─── Records for processing ───
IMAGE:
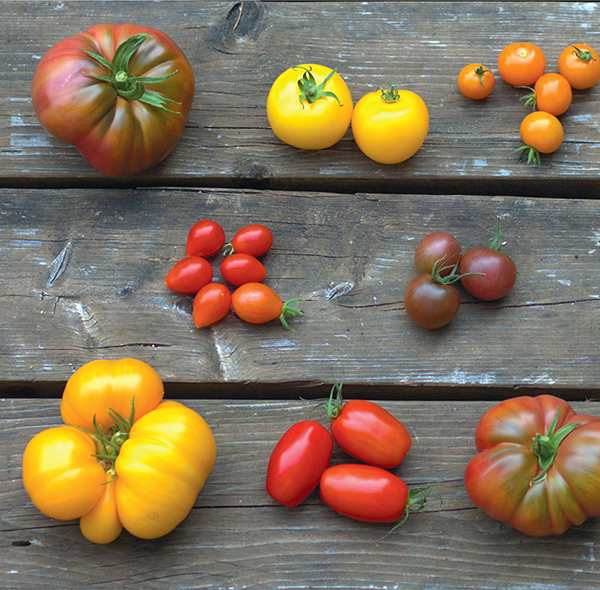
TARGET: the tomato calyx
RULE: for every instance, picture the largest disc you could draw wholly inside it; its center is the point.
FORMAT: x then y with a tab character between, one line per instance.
546	446
310	91
125	84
───
Work order:
Copy the records above exactly, omitting every picture.

Answer to the exercise:
IMAGE:
TARGET: the tomato calyx
RULE: for every instance, picture the largest disc you could draw wholly inside it; its center is the point.
FORMAT: x then y with a tab character between, one line per instance.
546	446
310	91
125	84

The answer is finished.